> Source passage:
========

The secret to transitioning to a new process? Focus, Focus, and more Focus
For the past two months, I’ve been working with a really cool start-up called GetThru. They are a progressive, political communications platform. They worked with a lot of major political platform and drove mass comms for some of the biggest campaigns in recent political cycles. Their CEO Daniel Souwiene got in touch with me because he was ushering in a new product practice and process and moving two of his employees, Toni Susi and Adam White, into Product Manager roles. GetThru had chosen the BaseCamp process framework Shape-Up as their foundation for product practice and I was hired to help Toni and Adam develop into their roles.
This has been an exciting engagement for me for a lot of reasons. The Shape-Up framework designed by Basecamp provided a really good frame for thinking about process, but also left a ton of space to adapt and fill in the blanks. This means that I was walking into a situation where the company has a shared understand of what they are shooting for, but there was a lot of flexibility and the ability to reflect and change what was needed. I hadn’t worked with the Shape-Up process specifically, but as I took a look at it, it lined up really nicely with the product practice that I have developed and used, just with different vocabulary. Shape-Up is predicated on a few ideas:
A Pitch shaping process that gives teams times to form up pieces of work
A betting process that creates alignment within the team on what appetite exists for pieces of work
A loose delivery process that allowed for evidence driven development and stressed reflection
The Shape-Up process doesn’t prescribe much else besides those three components, this meant that things like customer discovery, user research, lean experiments and tests and OKRs can all be folded into it pretty seamlessly, which gave me a beautiful canvas to work with the GetThru PMs and product teams to construct a practice that worked for them.

========

> Excerpted data:
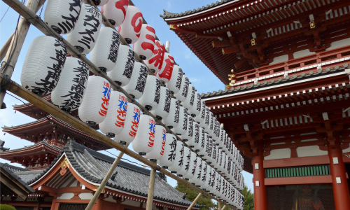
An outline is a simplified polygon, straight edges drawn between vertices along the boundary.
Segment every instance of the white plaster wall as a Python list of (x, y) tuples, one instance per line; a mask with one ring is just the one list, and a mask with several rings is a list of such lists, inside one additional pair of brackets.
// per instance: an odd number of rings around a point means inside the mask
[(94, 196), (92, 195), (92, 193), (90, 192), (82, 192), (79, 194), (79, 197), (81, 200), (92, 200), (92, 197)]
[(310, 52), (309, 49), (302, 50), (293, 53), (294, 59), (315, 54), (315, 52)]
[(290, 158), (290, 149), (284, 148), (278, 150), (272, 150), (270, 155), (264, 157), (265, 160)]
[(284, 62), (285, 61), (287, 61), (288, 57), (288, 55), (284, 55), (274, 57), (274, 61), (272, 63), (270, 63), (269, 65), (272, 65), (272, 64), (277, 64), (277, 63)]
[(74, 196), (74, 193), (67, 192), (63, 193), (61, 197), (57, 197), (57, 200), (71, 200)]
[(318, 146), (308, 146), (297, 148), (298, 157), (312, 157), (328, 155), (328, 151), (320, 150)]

========

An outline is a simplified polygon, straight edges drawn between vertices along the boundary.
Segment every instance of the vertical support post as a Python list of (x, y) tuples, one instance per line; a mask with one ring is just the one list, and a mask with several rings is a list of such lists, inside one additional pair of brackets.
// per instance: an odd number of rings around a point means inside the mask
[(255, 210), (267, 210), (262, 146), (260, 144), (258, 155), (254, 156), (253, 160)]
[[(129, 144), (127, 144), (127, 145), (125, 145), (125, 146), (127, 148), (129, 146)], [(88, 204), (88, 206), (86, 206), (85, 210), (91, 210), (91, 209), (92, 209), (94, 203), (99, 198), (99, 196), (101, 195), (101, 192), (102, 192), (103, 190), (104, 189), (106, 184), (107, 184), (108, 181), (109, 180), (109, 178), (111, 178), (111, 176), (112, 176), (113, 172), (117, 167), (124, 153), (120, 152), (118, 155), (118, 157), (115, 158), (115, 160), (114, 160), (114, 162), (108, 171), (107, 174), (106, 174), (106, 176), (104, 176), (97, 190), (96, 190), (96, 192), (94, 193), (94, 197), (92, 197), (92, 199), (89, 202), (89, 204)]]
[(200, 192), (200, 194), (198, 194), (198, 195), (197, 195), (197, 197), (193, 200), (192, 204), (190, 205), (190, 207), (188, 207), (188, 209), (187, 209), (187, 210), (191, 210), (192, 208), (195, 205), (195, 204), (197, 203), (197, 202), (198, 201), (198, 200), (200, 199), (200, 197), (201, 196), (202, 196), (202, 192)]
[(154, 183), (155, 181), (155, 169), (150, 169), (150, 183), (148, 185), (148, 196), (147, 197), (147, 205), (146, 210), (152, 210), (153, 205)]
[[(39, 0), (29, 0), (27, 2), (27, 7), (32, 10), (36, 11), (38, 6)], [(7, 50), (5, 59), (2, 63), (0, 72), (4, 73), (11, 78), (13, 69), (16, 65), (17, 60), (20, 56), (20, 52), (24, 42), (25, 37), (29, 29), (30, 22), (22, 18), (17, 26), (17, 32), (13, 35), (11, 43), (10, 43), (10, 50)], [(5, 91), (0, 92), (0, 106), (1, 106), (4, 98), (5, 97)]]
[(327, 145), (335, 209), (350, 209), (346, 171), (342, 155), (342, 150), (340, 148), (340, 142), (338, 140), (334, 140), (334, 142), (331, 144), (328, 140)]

========

> Problems to work on:
1. In the GetThru post, translate this sentence into Spanish: "This has been an exciting engagement for me for a lot of reasons."
2. Answer from the GetThru post:
(a) What kind of platform is GetThru described as?
(b) Which company designed the Shape-Up framework?
(c) Which two employees were being moved into Product Manager roles?
3. According to the GetThru post, why could customer discovery, user research, lean experiments, tests and OKRs be folded into Shape-Up pretty seamlessly?

> Exercise answers:
1. Este ha sido un encargo emocionante para mí por muchas razones.

2.
(a) A progressive, political communications platform.
(b) Basecamp.
(c) Toni Susi and Adam White.

3. The Shape-Up process prescribes little beyond its three components: pitch shaping, betting and a loose delivery process. That left room for those practices to be added.